Records to use ->

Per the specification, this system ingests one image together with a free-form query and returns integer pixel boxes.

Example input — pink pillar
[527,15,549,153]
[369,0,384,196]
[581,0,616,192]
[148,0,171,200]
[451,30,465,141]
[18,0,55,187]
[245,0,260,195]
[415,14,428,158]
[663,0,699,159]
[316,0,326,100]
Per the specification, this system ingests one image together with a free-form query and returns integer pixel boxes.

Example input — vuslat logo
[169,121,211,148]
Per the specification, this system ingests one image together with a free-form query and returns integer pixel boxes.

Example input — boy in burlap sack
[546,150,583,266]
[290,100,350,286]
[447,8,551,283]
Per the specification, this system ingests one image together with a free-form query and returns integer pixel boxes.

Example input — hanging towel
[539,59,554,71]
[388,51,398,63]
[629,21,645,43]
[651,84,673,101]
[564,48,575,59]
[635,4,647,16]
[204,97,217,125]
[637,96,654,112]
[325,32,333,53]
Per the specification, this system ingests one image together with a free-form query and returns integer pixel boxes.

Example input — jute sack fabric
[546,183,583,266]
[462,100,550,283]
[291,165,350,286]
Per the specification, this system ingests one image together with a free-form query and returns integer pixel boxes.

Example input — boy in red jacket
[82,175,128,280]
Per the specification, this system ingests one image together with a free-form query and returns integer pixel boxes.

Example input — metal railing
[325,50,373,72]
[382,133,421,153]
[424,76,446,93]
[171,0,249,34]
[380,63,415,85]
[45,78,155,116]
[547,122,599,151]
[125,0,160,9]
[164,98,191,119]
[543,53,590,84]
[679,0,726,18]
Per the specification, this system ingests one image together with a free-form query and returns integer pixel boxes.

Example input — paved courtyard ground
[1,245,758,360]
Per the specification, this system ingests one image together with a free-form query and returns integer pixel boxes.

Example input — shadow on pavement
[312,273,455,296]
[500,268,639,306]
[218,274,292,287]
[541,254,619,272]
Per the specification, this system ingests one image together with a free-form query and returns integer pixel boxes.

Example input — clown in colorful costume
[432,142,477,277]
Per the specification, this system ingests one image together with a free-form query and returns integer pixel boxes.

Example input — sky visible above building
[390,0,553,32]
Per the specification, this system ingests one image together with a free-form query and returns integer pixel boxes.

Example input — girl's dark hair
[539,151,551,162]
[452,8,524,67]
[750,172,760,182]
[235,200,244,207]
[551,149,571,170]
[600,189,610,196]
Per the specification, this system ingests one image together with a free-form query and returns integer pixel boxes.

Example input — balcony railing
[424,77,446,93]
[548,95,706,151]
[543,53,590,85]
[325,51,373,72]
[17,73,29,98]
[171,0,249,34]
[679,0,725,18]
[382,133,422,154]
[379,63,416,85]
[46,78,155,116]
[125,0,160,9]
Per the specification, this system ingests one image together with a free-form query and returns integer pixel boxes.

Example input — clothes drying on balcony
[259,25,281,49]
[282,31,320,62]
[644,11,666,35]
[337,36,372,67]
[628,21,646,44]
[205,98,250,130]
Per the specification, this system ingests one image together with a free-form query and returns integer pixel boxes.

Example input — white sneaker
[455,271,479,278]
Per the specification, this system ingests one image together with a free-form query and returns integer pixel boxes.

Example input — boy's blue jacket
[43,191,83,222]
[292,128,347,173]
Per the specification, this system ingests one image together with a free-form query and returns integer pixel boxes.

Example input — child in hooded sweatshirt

Your goal ->
The records above are to be printed out again exactly, without omission.

Answer space ->
Per the specification, this system ingests one image together with a free-form query and returns integer pixel boxes.

Example input — pink pillar
[527,15,549,153]
[369,0,384,196]
[581,0,616,192]
[148,0,171,200]
[451,30,465,141]
[18,0,55,187]
[245,0,260,195]
[415,14,428,158]
[663,0,699,159]
[316,0,326,100]
Per the specification, this system ingests one image together with a free-form query and returns integer pixel boxes.

Example input — vuslat logo
[169,121,211,148]
Per the specification, this system ingests one image together with a free-form query and returns integer pixel boxes.

Example input — boy in burlap sack
[546,150,583,266]
[290,100,350,286]
[447,8,551,283]
Per the specification, this system ingests one image together with a free-form query and returns integer pixel boxes.

Example input — hanging towel
[539,59,554,71]
[388,51,398,63]
[629,21,645,43]
[651,84,673,101]
[564,48,575,59]
[635,4,647,16]
[204,97,217,125]
[637,96,654,112]
[325,32,333,53]
Per the specification, this system ingests one image together with a free-form query and returns integer pixel boxes.

Example input — jute sack fabric
[546,183,583,266]
[462,100,550,283]
[291,165,350,286]
Per the specification, this system ingests one image together with a free-form query and returns integer pixel boxes.

Example input — boy in red jacket
[82,175,128,280]
Per the specification, this system ingests one image together with a free-form query and returns integer pixel boxes.

Example input — metal railing
[325,50,373,72]
[382,133,421,153]
[424,76,446,93]
[171,0,249,34]
[380,63,415,85]
[45,78,155,116]
[547,122,599,151]
[125,0,160,9]
[164,98,191,119]
[543,53,590,84]
[679,0,726,18]
Per the specification, this system ingests one image together with a free-form query and returns integer pixel boxes.

Example input — paved courtyard ground
[1,245,758,360]
Per the specification, this system ingests one image together with a free-form query and returns integer pixel boxes.

Example input — shadow on pavement
[312,273,455,296]
[500,268,639,306]
[218,274,292,287]
[541,254,619,272]
Per the specification, this system ingests one image together with a free-form query and returns integer pixel boxes.

Example input — clown in colorful costume
[432,142,477,277]
Per the specification, this system ingests one image together with a free-form query and returns integer pixel boxes.

Example input — sky visible above building
[390,0,553,32]
Per the specification, this system ingests one image together with a free-form query and returns integer pixel boxes.

Example input — girl's dark hair
[539,151,551,162]
[452,8,524,67]
[750,172,760,182]
[235,200,244,207]
[551,149,571,170]
[600,189,610,196]
Per the specification, this system ingests one image together with a free-form query and returns integer pixel boxes.

Example input — balcony railing
[424,77,446,93]
[548,95,706,151]
[543,53,590,85]
[325,51,373,72]
[17,73,29,98]
[171,0,249,34]
[679,0,725,18]
[382,133,422,154]
[379,63,416,85]
[46,78,155,116]
[125,0,160,9]
Per the specification, this system ingests one image together with a free-form query and returns integer pixel boxes.

Example input — clothes drying on balcony
[259,25,281,49]
[282,31,320,62]
[644,11,666,35]
[337,36,372,67]
[628,21,646,44]
[205,98,250,130]
Per the specification, this system ingests one image together with a free-form query and returns integer pixel boxes.

Example input — white sneaker
[455,271,479,278]
Per the specification, this system ingests one image together with a free-form query and returns integer pixel boxes.

Example input — boy's blue jacket
[43,191,83,222]
[292,128,347,173]
Per the specification, this system ingests one image together with a free-form query and returns integer pixel boxes.

Example input — child in hooded sweatshirt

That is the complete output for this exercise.